• Aim of the exercise:
Convert the items below, starting at their first line and ending after the line that contains "box: [346, 202, 413, 259]", into a Markdown table. Use the column Row for the line number and the column Text for the line itself, and leave out blank lines.

"""

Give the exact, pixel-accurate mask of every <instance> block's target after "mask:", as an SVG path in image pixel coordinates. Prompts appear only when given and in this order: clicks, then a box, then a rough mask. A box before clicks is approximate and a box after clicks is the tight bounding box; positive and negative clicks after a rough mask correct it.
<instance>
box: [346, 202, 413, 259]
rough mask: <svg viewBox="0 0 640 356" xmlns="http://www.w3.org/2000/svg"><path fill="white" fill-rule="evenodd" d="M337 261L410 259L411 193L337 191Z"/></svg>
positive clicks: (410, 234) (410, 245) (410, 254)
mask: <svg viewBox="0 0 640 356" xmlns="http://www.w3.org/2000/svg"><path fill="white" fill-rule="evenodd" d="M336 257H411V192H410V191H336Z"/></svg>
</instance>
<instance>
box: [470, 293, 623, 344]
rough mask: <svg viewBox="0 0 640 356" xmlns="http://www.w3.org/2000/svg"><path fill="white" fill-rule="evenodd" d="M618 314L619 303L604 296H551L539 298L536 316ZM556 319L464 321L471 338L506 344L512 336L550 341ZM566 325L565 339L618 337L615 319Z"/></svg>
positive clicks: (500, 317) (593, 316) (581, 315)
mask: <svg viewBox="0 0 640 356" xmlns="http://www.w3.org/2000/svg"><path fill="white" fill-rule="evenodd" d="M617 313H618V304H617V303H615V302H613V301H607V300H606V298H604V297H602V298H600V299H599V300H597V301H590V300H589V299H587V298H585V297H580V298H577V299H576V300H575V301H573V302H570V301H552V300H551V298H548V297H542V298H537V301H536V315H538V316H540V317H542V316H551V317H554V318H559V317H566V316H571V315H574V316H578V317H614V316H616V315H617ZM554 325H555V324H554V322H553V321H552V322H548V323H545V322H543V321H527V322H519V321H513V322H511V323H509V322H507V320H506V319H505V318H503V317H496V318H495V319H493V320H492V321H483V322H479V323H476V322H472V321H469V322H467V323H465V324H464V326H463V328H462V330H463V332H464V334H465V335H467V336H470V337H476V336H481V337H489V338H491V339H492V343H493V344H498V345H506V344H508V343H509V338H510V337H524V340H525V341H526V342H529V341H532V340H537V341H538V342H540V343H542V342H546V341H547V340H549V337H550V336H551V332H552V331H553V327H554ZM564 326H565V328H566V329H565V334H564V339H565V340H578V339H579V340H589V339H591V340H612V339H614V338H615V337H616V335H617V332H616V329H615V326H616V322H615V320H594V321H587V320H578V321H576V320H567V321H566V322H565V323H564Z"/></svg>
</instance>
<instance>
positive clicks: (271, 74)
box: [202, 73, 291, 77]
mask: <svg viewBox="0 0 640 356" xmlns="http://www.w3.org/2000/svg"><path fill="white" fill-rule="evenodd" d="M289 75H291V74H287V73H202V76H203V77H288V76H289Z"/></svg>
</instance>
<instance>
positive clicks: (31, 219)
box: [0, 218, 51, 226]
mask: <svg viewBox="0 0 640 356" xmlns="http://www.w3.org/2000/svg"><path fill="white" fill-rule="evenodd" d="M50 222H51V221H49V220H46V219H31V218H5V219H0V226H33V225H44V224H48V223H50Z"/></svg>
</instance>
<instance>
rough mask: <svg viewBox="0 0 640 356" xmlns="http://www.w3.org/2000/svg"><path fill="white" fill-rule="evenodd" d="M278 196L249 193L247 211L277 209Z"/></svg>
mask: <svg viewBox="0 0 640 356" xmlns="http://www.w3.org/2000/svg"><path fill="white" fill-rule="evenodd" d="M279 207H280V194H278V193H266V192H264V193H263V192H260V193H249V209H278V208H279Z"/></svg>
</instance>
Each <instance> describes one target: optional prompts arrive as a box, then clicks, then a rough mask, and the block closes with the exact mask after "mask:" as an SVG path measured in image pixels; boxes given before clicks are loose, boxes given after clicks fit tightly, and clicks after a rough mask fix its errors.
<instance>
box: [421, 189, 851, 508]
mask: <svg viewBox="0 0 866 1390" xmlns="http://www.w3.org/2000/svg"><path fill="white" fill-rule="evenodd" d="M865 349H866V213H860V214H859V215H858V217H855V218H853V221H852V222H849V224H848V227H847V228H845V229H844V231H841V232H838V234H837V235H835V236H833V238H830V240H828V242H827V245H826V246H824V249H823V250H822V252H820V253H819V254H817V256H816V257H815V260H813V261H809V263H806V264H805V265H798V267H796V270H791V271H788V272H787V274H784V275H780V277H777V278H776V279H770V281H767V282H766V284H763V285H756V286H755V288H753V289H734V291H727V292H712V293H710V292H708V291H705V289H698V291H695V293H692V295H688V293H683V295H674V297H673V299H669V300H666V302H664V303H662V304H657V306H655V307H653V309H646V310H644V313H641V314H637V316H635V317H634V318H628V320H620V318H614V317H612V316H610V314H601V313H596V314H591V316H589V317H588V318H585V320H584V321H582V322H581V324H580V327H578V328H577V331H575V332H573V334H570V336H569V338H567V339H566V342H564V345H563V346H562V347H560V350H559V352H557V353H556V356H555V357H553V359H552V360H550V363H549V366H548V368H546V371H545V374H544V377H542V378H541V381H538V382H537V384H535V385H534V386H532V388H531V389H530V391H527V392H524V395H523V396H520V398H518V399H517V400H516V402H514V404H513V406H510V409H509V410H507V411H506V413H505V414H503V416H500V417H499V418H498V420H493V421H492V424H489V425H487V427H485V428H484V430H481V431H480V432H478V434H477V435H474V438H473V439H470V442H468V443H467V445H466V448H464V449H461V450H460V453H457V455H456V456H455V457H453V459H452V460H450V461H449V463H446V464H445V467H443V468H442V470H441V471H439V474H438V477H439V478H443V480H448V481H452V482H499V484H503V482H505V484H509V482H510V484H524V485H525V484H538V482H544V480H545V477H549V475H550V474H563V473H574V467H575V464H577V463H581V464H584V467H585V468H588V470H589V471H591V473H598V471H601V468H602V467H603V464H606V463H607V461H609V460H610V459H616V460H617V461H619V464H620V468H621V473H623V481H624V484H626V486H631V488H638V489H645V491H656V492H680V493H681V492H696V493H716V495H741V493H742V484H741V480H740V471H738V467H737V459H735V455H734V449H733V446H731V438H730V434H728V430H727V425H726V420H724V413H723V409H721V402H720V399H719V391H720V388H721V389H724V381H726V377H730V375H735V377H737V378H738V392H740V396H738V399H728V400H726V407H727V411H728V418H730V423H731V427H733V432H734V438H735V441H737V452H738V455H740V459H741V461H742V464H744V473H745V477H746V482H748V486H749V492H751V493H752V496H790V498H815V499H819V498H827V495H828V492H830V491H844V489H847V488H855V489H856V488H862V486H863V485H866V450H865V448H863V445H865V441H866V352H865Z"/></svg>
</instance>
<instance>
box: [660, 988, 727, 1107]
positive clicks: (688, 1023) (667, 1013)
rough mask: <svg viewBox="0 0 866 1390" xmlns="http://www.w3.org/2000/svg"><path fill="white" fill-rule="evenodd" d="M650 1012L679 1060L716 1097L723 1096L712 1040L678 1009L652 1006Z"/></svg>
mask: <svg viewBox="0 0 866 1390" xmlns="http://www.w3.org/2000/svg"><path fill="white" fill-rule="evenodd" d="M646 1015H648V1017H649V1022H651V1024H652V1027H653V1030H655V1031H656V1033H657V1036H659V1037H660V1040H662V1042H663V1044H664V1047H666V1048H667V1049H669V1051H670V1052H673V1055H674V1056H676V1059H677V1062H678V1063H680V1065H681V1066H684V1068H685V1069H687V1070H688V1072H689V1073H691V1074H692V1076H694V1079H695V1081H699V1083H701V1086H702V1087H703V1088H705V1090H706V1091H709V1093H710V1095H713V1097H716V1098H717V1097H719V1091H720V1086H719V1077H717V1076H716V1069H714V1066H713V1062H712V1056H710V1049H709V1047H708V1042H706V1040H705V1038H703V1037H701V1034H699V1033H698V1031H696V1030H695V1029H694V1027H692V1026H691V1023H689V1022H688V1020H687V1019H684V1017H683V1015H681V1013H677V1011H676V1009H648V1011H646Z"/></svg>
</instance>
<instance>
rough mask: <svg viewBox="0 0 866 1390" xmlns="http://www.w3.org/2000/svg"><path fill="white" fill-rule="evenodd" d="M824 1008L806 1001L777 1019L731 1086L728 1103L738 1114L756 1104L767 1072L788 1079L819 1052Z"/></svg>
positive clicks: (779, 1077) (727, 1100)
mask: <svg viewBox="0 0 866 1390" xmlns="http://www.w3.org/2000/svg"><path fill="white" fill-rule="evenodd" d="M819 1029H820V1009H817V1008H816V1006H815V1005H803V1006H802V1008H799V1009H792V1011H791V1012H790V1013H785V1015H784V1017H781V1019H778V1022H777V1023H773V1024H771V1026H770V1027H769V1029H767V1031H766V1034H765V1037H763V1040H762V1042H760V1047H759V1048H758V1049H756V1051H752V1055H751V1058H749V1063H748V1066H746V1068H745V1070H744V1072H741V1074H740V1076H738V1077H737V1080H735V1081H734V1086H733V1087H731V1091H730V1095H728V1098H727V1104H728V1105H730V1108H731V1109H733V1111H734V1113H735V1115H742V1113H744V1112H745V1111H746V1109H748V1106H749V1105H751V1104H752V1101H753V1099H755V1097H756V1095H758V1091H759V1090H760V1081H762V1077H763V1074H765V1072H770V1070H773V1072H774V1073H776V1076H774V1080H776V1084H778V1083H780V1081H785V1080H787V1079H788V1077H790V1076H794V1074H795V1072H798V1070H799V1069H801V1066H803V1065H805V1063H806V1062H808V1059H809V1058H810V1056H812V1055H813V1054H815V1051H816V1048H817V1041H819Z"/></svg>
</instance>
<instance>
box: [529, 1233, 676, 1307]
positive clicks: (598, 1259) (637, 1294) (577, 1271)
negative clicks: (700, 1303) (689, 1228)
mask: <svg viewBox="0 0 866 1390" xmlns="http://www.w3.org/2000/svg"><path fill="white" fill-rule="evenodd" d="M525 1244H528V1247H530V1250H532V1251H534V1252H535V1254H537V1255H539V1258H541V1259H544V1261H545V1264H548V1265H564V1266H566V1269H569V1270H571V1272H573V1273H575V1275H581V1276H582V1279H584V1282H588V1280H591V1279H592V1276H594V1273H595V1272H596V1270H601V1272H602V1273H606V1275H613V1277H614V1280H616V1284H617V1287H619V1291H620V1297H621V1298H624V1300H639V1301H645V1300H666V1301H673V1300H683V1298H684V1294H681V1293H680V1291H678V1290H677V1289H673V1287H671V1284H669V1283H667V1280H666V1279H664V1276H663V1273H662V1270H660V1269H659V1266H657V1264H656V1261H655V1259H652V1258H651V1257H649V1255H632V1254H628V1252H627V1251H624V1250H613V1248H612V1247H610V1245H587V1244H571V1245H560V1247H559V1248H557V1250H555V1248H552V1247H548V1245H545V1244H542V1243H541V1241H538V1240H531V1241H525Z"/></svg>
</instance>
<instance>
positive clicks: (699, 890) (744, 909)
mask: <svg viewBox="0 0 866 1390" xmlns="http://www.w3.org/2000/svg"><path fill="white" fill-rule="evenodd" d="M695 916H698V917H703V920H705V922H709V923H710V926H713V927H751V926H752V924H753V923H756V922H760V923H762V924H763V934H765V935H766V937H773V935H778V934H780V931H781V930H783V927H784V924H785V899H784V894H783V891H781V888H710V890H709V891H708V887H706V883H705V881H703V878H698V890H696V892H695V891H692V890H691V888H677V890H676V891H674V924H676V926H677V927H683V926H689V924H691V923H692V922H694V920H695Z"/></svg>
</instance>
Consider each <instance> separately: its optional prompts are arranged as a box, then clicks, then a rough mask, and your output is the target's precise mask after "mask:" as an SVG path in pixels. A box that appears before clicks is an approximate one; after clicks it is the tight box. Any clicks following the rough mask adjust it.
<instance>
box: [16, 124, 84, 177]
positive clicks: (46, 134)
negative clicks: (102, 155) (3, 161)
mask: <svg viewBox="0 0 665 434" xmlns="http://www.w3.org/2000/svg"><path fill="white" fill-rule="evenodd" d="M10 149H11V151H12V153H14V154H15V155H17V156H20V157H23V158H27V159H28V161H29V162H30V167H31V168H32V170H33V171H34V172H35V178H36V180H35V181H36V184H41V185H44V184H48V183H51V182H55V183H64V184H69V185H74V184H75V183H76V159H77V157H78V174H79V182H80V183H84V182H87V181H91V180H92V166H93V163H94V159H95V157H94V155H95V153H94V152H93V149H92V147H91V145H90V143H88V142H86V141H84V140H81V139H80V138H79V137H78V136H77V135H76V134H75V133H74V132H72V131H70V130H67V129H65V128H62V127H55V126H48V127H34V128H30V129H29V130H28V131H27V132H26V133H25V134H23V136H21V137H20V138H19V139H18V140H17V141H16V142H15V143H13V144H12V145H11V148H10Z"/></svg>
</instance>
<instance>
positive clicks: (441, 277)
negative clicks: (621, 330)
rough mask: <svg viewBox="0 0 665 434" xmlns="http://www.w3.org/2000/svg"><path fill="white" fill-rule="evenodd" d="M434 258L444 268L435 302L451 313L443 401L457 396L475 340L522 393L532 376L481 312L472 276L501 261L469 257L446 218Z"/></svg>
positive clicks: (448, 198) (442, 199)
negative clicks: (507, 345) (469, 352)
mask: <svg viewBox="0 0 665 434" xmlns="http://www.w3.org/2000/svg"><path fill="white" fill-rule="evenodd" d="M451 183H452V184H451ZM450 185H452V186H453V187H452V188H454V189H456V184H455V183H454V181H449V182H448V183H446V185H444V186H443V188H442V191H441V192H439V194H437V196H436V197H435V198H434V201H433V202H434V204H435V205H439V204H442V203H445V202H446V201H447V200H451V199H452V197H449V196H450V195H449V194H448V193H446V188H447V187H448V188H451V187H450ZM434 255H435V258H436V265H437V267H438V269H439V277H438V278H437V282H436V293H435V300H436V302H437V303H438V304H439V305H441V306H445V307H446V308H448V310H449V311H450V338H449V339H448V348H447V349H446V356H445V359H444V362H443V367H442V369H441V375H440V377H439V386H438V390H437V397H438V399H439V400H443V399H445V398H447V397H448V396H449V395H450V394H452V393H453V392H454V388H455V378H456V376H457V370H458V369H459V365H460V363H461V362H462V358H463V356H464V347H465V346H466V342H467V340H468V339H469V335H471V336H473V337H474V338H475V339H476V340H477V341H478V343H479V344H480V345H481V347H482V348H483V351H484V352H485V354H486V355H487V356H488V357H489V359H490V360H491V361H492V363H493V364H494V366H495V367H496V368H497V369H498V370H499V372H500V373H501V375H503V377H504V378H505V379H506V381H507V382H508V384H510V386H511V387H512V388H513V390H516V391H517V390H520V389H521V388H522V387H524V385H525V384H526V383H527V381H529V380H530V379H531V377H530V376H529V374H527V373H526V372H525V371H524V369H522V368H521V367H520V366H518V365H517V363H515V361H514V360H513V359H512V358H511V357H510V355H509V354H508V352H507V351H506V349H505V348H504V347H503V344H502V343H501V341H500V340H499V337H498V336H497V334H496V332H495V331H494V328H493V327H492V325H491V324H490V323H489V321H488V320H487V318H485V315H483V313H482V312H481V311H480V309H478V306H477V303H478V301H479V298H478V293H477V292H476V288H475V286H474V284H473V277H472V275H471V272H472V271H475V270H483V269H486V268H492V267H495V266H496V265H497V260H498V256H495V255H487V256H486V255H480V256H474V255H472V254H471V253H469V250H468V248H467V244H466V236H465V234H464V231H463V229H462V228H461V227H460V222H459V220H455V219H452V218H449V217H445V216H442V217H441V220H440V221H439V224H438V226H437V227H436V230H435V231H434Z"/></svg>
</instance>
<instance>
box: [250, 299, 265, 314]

"""

• Written response:
| Row | Text |
|---|---|
| 1 | Give the exact, pixel-accurate mask of every <instance> block's target after "mask:", as an SVG path in image pixel coordinates. Prompts appear only when given and in this order: clicks, then a box, then a rough mask. A box before clicks is approximate and a box after clicks is the tight bounding box; positive and negative clicks after a rough mask correct it. |
| 2 | <instance> |
| 3 | box: [346, 202, 413, 259] |